(Dataset entries)
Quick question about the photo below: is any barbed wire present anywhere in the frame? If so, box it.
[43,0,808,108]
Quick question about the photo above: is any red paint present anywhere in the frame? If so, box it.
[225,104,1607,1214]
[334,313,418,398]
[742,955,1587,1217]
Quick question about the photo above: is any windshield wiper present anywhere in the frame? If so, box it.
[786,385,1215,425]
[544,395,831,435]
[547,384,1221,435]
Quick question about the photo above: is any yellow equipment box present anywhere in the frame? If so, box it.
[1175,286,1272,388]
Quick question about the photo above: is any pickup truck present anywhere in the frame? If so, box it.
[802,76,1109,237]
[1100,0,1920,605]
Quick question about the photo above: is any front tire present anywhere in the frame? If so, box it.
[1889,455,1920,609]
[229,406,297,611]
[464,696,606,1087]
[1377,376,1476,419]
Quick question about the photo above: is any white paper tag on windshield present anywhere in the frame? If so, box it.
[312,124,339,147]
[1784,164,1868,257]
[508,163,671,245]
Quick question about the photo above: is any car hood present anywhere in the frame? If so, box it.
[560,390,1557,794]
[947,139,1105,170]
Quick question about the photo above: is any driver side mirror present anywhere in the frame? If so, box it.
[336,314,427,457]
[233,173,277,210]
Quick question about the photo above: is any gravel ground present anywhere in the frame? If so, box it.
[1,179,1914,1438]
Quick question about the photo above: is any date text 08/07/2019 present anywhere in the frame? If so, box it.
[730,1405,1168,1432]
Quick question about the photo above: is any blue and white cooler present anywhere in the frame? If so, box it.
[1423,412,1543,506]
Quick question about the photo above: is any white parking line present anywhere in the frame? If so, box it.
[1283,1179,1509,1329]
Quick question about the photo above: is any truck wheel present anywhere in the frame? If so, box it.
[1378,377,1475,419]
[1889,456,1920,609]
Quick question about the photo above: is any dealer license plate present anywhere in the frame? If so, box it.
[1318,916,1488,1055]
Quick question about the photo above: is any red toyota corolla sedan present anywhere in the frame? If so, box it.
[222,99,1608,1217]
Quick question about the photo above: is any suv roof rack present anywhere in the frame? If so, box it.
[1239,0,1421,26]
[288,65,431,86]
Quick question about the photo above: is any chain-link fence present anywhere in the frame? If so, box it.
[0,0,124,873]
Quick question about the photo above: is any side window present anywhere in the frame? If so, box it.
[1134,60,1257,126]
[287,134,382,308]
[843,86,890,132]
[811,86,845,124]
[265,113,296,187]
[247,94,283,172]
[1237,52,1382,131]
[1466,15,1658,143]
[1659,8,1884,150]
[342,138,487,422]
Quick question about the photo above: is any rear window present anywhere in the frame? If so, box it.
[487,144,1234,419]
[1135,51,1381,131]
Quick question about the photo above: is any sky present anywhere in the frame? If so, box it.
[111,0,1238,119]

> **Exercise goal**:
What must be returned is the line with "Quick question about the photo above: is any rear" plus every line after it to the end of the entries, exactly as they appear.

> **Answer section**:
Quick question about the photo above: is any rear window present anywhere in the frame? If so, box it.
[487,144,1234,419]
[1135,51,1381,131]
Quick question about the photo above: is any sky present anywhere in the frame? If so, box it.
[111,0,1238,119]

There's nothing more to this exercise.